(Fragmento)
•••••

La sal de la Tierra (2014), de Wim Wenders y Juliano Ribeiro Salgado
Por Alejandro Molina Bravo.
Y dijo Dios: sea la luz; y fue la luz. Y vio Dios que la luz era buena; y separó Dios la luz de las tinieblas. Estos versículos del Génesis definen no sólo el último y colosal proyecto homónimo del fotógrafo Sebastião Salgado, en el que plasmó la riqueza natural del planeta, sino que definen también el oficio de fotógrafo: ese testigo del instante que necesita de la luz para ser, que arranca luz de las sombras. Precisamente porque trabaja con la luz, el fotógrafo vive cercano a las sombras, es Dios en su habitación oscura.

•••••

(Qué se pide) Devuelve letra por letra la parte del fragmento sobre La sal de la Tierra que va desde "Y dijo Dios: sea" hasta "su habitación oscura.", incluidas esas palabras. Para responder, usa únicamente el fragmento.

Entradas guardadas
•••••

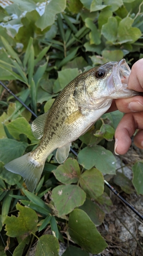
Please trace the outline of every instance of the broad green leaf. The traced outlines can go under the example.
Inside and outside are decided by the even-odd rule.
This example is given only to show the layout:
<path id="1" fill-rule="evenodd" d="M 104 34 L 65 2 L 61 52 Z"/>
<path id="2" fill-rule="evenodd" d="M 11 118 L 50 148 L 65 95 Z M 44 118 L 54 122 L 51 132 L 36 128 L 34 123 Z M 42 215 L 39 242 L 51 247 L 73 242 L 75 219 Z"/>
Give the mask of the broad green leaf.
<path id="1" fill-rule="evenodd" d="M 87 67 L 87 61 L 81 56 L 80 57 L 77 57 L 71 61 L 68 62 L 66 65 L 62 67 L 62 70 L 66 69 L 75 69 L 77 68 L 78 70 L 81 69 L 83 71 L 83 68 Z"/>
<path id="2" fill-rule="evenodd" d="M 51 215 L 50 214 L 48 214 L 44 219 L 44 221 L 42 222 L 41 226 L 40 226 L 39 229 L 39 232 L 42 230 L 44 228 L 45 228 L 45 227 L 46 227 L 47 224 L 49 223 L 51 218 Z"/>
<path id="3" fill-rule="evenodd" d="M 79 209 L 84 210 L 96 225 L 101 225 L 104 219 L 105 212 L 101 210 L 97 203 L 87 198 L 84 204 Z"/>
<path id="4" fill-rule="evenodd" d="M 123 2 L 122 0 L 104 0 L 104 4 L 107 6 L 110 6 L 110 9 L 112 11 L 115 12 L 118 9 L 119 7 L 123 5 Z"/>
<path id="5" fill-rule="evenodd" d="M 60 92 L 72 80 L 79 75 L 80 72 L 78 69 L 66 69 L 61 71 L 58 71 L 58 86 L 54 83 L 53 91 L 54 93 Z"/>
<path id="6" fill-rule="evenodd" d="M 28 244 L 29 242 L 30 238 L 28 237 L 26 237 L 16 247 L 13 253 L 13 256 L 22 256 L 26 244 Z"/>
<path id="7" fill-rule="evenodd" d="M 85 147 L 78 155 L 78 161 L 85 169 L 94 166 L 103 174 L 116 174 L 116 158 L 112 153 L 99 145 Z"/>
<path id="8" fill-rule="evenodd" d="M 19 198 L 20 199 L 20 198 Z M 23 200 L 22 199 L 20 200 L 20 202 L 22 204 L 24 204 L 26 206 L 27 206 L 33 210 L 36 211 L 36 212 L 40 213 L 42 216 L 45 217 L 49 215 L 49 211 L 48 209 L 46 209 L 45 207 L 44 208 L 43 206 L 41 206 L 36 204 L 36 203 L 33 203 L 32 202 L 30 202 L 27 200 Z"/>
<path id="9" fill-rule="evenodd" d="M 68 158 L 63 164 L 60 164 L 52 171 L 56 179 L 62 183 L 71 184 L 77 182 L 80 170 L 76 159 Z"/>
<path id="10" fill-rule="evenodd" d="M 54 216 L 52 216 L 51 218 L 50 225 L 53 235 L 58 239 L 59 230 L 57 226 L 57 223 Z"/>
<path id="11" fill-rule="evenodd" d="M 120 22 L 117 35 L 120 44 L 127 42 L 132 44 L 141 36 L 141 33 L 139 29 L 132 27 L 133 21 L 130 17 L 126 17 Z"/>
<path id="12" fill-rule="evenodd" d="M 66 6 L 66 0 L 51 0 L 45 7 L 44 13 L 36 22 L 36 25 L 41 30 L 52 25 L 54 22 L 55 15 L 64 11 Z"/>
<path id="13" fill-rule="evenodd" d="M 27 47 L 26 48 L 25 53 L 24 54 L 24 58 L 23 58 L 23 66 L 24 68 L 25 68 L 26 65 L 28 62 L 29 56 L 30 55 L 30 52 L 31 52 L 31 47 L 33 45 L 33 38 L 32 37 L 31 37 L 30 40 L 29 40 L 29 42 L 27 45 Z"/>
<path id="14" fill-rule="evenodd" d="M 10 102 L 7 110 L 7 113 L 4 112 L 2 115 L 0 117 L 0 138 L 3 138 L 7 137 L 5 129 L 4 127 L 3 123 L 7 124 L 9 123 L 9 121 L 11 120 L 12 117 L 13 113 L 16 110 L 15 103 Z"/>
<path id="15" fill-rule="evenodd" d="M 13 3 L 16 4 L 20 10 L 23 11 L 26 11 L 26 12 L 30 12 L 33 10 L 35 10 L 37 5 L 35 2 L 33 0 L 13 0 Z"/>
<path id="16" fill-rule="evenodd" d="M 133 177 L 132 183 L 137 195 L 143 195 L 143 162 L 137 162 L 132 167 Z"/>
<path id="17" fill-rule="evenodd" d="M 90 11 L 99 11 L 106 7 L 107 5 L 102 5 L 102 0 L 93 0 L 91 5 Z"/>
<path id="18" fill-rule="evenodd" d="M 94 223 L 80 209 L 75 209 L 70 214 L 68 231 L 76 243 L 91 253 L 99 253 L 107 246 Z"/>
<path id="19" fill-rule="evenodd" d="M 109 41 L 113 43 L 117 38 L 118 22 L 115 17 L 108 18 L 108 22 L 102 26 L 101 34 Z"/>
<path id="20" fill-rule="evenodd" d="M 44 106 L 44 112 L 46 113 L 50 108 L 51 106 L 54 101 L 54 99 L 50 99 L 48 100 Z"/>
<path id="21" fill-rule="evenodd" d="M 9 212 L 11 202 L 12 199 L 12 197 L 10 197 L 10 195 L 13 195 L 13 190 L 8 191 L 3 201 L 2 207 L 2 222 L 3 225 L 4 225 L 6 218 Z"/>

•••••

(Respuesta)
Y dijo Dios: sea la luz; y fue la luz. Y vio Dios que la luz era buena; y separó Dios la luz de las tinieblas. Estos versículos del Génesis definen no sólo el último y colosal proyecto homónimo del fotógrafo Sebastião Salgado, en el que plasmó la riqueza natural del planeta, sino que definen también el oficio de fotógrafo: ese testigo del instante que necesita de la luz para ser, que arranca luz de las sombras. Precisamente porque trabaja con la luz, el fotógrafo vive cercano a las sombras, es Dios en su habitación oscura.